[Region labeling items]
↓
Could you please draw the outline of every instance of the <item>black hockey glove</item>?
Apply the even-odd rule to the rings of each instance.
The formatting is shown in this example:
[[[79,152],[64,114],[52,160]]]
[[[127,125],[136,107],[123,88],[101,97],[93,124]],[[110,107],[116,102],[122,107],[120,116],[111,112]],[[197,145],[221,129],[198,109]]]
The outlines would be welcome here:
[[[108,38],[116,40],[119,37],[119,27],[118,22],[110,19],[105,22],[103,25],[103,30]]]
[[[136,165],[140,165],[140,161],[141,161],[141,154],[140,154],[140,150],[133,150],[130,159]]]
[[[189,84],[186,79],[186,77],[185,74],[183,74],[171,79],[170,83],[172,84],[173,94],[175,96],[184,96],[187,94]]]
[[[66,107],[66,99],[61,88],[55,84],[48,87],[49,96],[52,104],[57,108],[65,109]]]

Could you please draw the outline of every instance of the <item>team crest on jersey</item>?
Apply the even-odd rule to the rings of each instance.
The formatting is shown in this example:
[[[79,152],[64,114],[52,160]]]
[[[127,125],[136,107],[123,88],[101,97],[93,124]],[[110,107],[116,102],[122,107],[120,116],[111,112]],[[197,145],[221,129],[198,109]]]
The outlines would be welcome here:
↑
↓
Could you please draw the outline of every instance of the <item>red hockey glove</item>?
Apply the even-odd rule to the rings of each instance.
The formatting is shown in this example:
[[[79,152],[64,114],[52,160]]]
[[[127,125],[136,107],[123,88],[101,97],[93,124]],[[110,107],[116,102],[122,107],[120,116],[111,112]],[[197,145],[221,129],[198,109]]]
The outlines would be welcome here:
↑
↓
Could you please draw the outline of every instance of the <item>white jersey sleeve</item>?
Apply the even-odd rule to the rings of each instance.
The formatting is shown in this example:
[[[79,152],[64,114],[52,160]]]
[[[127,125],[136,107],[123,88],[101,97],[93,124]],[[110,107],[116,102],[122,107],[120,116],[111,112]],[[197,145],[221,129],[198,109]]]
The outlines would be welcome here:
↑
■ Directions for this task
Report each line in the rows above that contains the word "Could", copying every such line in full.

■ The reply
Could you please draw the outline of every instance of the <item>black hockey glove</item>?
Could you please draw the outline of every instance of the <item>team crest on jersey</item>?
Could you please draw the outline of every instance of the <item>red hockey glove</item>?
Could you please draw the outline of every instance of the <item>white jersey sleeve</item>?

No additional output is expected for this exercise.